_TEXTO FORNECIDO_.
%%
É claro que a reboque dessa ideia está o policiamento e o controle, e entre tantas preocupações essa é das mais relevantes para o que virá, porque a partir disso não estamos mais falando de uma ilha, mas ao que tudo indica, do arquipélago com alta vigilância que se transformará o nosso planeta e a nossa vida em um Estado de Exceção Global.

O Estado Policial, sob a alegação sanitária, vai ampliar o máximo possível a vigilância sobre cada indivíduo. Como já vem fazendo há anos através dos algoritmos e vai fazer de tudo para nos sufocar ainda mais.

Considerando esse Estado de Exceção que vai intensificar sua sanha pelo controle dos indivíduos, imagino maneiras de sobreviver buscando exemplos e dicas de quem passou por experiências radicais de isolamento físico e deu a letra de como segurar essa barra. Há quem diga que procurar por isso nesse momento é coisa de privilegiados, talvez seja mesmo, mas lembro que a história do conhecimento está pautada em aprender a partir das dificuldades e exemplos, então talvez baste o “privilégio” de estar vivo para continuar essa busca. No sistema capitalista, neoliberal brazuca de extermínio dos pobres, para quem não é rico, ficar vivo é mesmo quase um privilégio. De todo modo devo dizer que qualquer dica que venha de algum milionário, abastado, qualquer tipo de “coach” ou “quarentener” não tem nenhuma serventia. Meu desejo é que releguem a esses apenas o descaso, a chacota e a lembrança de que são protegidos pelo sistema de poder e não tem absolutamente nada para nos dizer. Nunca foi tão urgente desobedece-los.

“Pedras de tropeço transmudadas em pedras de toque”, escreveu o poeta guru Waly Salomão no poema Dedicatória que fez para Hélio Oiticica em seu último livro O mel do melhor. Ele também contava que seu primeiro livro “Me segura qu’eu vou dar um troço” nasceu no momento em que ele estava preso no Carandiru. Confinado, trancado numa cela, limitado geograficamente, houve o impulso criativo do livro: “Eu tive que me libertar para fora daquelas grades, através da arte”, dizia o poeta.

São muitos exemplos de artistas que criaram obras de arte em momentos de reclusão. É como se em momentos limites, nossa criatividade para questões fundamentais se projetasse para além de todas as limitações. Obviamente as pessoas não foram feitas para ficarem confinadas mas e quando não temos outra opção a não ser o isolamento?

Frei Betto em seu livro Batismo de Sangue conta que na prisão do DOPS os Frades e os detentos pelo regime militar se ocupavam estudando e ensinando um ao outro o que sabiam, formavam classes de aulas em diversas áreas do conhecimento e assim aliviavam o peso do tempo no cárcere. Rodou dias atrás na rede social um texto do próprio Frei Betto com dicas para suportar o isolamento. Enfim, há muito conteúdo interessante sobre o assunto e a lista de dicas e histórias sobre o que já foi  produzido em momentos de quarentena vai muito além de Shakespeare e Isaac Newton. Evidentemente não é necessário se comparar a nenhum deles e não se trata de romantizar nada. O isolamento social é maçante e temos que suportá-lo pensando e criando as formas de enfrentamento pessoais e coletivas para a próxima etapa.
%%
_MATERIAL FORNECIDO_.
%%
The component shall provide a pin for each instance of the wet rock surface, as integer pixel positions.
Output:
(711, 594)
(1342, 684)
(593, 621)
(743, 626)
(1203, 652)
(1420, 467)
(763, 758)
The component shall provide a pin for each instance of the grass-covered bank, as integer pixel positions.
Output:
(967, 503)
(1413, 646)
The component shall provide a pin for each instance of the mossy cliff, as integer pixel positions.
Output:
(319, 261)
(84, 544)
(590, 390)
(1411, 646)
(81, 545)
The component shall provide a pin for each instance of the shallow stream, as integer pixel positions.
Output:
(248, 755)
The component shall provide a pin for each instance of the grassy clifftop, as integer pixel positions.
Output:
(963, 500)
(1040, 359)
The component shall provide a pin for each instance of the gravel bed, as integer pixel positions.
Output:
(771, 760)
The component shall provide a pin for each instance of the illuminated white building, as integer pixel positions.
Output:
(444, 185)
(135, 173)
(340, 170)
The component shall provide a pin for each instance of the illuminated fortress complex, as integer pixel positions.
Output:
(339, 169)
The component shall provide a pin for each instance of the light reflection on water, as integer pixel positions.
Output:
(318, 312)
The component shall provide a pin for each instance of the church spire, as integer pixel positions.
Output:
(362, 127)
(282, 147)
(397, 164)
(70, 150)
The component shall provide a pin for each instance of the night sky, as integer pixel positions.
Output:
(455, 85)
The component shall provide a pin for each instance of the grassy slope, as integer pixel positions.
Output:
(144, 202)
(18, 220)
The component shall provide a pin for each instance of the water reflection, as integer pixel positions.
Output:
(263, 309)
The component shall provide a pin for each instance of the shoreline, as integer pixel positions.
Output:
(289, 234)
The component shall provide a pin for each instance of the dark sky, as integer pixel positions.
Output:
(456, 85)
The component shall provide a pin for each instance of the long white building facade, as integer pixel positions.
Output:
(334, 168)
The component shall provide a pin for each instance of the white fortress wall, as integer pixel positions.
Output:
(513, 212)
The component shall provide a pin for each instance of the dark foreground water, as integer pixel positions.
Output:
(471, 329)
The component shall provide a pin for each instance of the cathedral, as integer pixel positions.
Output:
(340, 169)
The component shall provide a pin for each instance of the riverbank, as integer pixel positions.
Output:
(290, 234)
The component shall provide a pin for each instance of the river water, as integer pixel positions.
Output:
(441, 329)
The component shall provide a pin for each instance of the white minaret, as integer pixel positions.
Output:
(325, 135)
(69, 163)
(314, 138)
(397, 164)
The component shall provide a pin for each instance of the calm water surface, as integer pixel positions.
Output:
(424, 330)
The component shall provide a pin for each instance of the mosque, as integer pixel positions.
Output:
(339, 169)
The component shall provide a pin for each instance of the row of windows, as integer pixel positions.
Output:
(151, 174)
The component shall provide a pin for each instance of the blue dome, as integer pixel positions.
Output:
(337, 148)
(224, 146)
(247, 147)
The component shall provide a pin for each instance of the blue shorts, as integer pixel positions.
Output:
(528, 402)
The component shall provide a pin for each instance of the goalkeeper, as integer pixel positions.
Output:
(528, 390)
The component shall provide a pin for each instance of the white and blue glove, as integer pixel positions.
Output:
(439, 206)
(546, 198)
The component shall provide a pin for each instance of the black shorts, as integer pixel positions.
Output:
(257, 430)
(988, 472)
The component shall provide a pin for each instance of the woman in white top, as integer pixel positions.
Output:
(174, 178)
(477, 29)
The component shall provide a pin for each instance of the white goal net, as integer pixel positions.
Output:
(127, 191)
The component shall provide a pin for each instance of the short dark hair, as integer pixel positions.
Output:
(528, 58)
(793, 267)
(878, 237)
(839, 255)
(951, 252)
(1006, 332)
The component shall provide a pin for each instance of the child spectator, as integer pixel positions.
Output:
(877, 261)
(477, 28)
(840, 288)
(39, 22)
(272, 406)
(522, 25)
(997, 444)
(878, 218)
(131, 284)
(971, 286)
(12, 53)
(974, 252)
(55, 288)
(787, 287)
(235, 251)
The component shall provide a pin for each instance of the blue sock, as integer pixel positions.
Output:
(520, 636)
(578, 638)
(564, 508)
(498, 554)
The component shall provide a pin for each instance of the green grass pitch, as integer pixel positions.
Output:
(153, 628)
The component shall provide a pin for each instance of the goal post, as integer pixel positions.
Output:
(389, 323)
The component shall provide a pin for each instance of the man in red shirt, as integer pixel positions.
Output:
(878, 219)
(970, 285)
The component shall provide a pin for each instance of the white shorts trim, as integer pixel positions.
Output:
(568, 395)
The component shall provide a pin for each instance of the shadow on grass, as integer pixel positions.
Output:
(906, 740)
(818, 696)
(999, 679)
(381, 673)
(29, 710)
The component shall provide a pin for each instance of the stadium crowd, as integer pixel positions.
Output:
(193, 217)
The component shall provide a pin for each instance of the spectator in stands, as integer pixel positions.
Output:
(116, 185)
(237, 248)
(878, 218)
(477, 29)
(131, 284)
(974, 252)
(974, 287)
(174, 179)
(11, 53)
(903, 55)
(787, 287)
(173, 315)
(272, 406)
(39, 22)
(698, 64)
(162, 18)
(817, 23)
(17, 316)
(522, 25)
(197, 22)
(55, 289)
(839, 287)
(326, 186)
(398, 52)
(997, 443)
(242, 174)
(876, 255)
%%
_TAREFA PROPOSTA_. Reproduza fielmente o trecho do texto sobre isolamento e vigilância que vai de "É claro que" até "de Exceção Global.". Baseie-se somente no texto.

_RESPOSTA DA TAREFA_.
É claro que a reboque dessa ideia está o policiamento e o controle, e entre tantas preocupações essa é das mais relevantes para o que virá, porque a partir disso não estamos mais falando de uma ilha, mas ao que tudo indica, do arquipélago com alta vigilância que se transformará o nosso planeta e a nossa vida em um Estado de Exceção Global.